▶ _Given exercise_
Pictures stay out of the copy; restate everything else in the material exactly.

(Records)

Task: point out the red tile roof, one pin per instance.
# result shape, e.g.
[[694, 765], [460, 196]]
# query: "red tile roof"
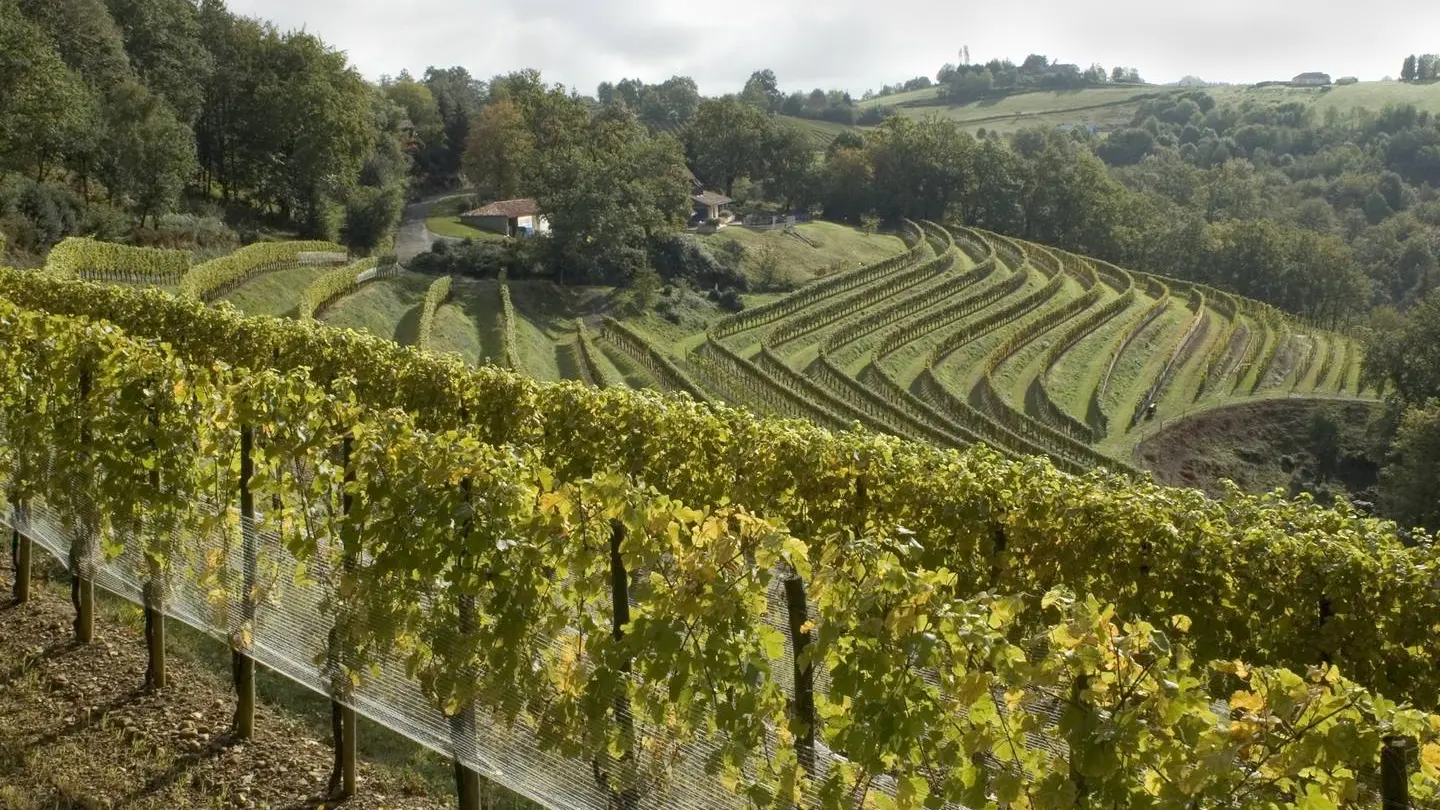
[[524, 206], [712, 198]]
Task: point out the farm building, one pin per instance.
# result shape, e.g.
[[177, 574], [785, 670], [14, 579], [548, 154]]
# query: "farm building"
[[710, 205], [511, 218]]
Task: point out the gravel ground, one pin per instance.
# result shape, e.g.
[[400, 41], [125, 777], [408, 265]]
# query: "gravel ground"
[[77, 730]]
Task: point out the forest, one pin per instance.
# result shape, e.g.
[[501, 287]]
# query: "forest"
[[177, 123]]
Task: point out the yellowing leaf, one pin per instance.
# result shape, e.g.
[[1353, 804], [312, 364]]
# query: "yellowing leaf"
[[1247, 701]]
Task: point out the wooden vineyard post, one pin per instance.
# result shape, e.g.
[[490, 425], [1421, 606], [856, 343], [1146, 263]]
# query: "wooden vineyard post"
[[462, 722], [342, 717], [802, 709], [23, 555], [153, 591], [625, 793], [82, 587], [242, 663], [1394, 773]]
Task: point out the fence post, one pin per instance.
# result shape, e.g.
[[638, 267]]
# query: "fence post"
[[343, 718], [22, 549], [1394, 773], [462, 724], [82, 587], [153, 595], [802, 709], [244, 665], [622, 794]]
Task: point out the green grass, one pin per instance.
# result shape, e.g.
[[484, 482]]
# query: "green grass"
[[1106, 107], [546, 316], [274, 293], [841, 247], [470, 326], [452, 227], [1141, 365], [1362, 95], [1080, 369], [388, 307]]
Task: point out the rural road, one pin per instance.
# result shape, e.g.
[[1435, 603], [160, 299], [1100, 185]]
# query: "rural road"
[[414, 238]]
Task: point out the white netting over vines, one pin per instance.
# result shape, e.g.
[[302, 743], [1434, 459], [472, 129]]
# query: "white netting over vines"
[[290, 634]]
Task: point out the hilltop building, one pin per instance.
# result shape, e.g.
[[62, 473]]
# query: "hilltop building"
[[510, 218]]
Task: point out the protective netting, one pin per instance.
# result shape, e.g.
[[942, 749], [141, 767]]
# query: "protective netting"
[[288, 633]]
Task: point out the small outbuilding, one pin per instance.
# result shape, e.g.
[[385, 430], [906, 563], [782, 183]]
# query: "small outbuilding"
[[710, 205], [509, 218]]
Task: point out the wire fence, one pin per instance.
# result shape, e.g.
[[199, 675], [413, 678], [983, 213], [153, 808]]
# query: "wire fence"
[[287, 624]]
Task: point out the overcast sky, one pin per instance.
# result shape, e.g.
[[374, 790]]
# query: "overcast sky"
[[857, 45]]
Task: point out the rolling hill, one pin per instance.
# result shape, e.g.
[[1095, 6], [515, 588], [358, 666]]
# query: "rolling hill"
[[1109, 107]]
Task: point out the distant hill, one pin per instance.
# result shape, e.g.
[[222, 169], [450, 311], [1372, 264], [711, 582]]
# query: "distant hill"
[[1110, 107]]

▶ _Answer to the task_
Task: point out the red tile roof, one pin per instance.
# result shape, e.g.
[[694, 765], [460, 196]]
# query: "red tile roof"
[[524, 206], [712, 198]]
Task: point out the farm building, one pin per instance.
# result shape, e.g.
[[177, 574], [785, 670], [14, 579], [548, 154]]
# query: "farm building"
[[710, 205], [511, 218]]
Task: point out the gravel ground, one pin per instance.
# result shape, e.g.
[[400, 41], [125, 777], [408, 265]]
# query: "gravel ground"
[[77, 730]]
Task: point out the forest, one pin per instance.
# result shape, e.g.
[[501, 287]]
# query: "forest"
[[177, 123]]
Task: point out the yellowing leaf, one pin per instance.
# result shape, e.g.
[[1353, 804], [312, 364]]
# query: "yellowing leaf"
[[1247, 701]]
Task: point out the wooden vineyard post, one pin per instance.
# result shape, e.g.
[[490, 425], [1421, 606], [856, 343], [1146, 263]]
# query: "wooden vineyard post"
[[462, 722], [342, 717], [802, 709], [23, 555], [153, 591], [625, 793], [82, 587], [242, 663], [1394, 773]]
Task: point out the fence post, one pin per instance.
# result shape, e.g.
[[638, 267]]
# query: "fence post"
[[343, 718], [22, 549], [1394, 773], [462, 724], [82, 587], [153, 595], [802, 709], [244, 665], [622, 794]]
Task: point out the green grass, one pin per instance.
# result shape, e.g.
[[484, 482]]
# query: "green grass"
[[1106, 107], [546, 316], [274, 293], [841, 247], [470, 326], [452, 227], [1141, 365], [1362, 95], [1080, 369], [388, 307]]
Task: point out the rural road, one pin per instance.
# result shape, e.g.
[[1435, 603], [160, 299], [1100, 185]]
# query: "rural road"
[[414, 238]]
Task: point out the white netting over vines, one pin per instance.
# result shape, e.g.
[[302, 743], [1434, 459], [472, 129]]
# query: "white netting over vines"
[[290, 634]]
Task: point out the hilltop building, one pin per instance.
# result shape, e.g.
[[62, 473]]
# query: "hilltop building"
[[510, 218]]
Task: point out the protective netting, one pin per instance.
# result shape, e.g.
[[942, 749], [141, 767]]
# query: "protective netting"
[[288, 633]]
Task: point out the small outbuilding, one pin per instance.
# result shape, e.g.
[[385, 430], [906, 563], [782, 183]]
# query: "small outbuilding"
[[710, 205], [509, 218]]
Task: point out the wire fence, one pin per instance.
# result shape, e.g.
[[199, 675], [413, 678], [983, 213], [153, 808]]
# query: "wire fence"
[[287, 624]]
Task: point out the overcast sky, one pin per instance.
# result shape, e.g.
[[374, 790]]
# query: "overcast sky"
[[857, 45]]
Task: point out the rolling hill, one pin per instance.
# result shape, e.g.
[[1095, 6], [515, 588], [358, 666]]
# query: "rolling hill"
[[1109, 107]]
Task: point out the distant hill, one pin per instance.
# result shape, e.g.
[[222, 169], [450, 311], [1372, 264], [711, 582]]
# query: "distant hill"
[[1110, 107]]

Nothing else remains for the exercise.